**Task to carry out:**
Decide whether each statement below agrees with the article on the teeth from Fuyan Cave, answering yes or no and quoting the deciding words from the article. 1. The teeth were found in a cave in Hunan province. 2. Most researchers believe humans first left Africa around 80,000 years ago. 3. Michael Petraglia took part in the research.

**Source document:**

# # #

Forty-seven human teeth found from the Fuyan Cave, Daoxian. (S. Xing and X-J. Wu)

A set of 47 human teeth found in China is giving scientists a lot to chew on. The teeth have been dated as at least 80,000 years old -- perhaps even older. The problem with that is that most researchers believe humans only left Africa for the first time around 60,000 years ago. And even then, they were thought to trek to Europe first, not Asia.

The teeth, described in a paper published Wednesday in Nature, were found in a cave in China's Hunan province, and bear a close resemblance to those seen in modern humans. The researchers believe they're undoubtedly those of Homo sapiens. 

[Were dinosaurs warm or cold blooded? Ancient eggshells could reveal the truth.]

“This is stunning, it’s major league,” Michael Petraglia, an archaeologist at the University of Oxford who was not involved in the research, told Nature. “It’s one of the most important finds coming out of Asia in the last decade.”

The researchers believe this may be a sign that humans were ready to leave the nest long before they trekked into Europe. It's possible that Neanderthals, who were in Europe at the time the owners of these teeth were in China, were in the way of a westward migration.

# # #

**Provided material:**
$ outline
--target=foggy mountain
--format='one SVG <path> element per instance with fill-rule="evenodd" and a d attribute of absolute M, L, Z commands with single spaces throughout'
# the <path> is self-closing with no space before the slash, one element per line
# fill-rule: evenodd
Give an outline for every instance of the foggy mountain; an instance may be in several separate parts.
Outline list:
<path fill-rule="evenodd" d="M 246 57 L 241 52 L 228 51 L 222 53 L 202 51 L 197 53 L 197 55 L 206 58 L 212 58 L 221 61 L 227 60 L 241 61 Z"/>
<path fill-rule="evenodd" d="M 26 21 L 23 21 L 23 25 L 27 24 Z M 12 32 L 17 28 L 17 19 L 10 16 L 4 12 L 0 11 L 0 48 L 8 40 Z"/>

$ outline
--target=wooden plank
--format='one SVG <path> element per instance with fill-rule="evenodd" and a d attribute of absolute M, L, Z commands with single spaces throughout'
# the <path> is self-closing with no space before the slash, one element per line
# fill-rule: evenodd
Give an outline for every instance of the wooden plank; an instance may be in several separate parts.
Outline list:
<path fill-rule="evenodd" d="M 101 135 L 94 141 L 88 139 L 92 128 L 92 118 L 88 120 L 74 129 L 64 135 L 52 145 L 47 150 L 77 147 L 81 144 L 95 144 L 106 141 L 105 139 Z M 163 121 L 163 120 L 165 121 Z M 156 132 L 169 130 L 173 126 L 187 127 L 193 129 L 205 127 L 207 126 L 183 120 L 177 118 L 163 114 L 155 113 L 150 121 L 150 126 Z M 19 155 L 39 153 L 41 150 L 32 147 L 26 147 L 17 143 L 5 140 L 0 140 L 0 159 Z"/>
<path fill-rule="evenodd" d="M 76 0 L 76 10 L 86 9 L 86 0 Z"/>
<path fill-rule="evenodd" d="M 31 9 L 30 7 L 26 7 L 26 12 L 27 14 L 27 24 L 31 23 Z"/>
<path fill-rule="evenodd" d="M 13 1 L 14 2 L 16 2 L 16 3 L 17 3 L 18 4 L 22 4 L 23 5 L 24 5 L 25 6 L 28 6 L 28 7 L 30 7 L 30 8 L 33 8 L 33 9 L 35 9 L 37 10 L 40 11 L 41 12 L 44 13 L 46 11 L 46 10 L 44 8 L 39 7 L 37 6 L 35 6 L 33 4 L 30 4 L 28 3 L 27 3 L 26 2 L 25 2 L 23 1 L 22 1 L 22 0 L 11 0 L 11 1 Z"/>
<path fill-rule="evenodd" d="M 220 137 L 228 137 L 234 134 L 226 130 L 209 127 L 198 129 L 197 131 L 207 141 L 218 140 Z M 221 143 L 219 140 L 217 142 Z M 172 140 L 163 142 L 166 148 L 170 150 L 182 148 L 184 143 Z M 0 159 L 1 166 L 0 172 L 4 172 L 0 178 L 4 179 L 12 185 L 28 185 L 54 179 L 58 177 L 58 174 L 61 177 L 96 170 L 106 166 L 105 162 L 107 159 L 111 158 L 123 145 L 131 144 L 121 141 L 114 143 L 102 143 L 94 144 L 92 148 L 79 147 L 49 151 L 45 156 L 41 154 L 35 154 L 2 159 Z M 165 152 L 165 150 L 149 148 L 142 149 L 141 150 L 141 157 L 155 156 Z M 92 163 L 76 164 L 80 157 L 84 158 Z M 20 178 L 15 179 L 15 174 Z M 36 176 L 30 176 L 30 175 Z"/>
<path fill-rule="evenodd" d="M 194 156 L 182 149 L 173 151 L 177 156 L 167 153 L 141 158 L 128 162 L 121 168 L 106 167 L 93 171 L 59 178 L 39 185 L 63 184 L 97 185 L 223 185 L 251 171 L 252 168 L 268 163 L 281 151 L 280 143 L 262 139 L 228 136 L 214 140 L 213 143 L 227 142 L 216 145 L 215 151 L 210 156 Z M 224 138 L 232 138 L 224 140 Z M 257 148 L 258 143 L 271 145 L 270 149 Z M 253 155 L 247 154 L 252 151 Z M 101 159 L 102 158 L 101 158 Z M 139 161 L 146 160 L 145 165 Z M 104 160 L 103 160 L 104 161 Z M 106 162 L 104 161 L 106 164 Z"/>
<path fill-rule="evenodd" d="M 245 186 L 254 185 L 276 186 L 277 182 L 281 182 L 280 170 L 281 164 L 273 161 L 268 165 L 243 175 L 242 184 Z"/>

# # #

**Answer box:**
1. Yes: "were found in a cave in China's Hunan province"
2. No: "most researchers believe humans only left Africa for the first time around 60,000 years ago"
3. No: "who was not involved in the research"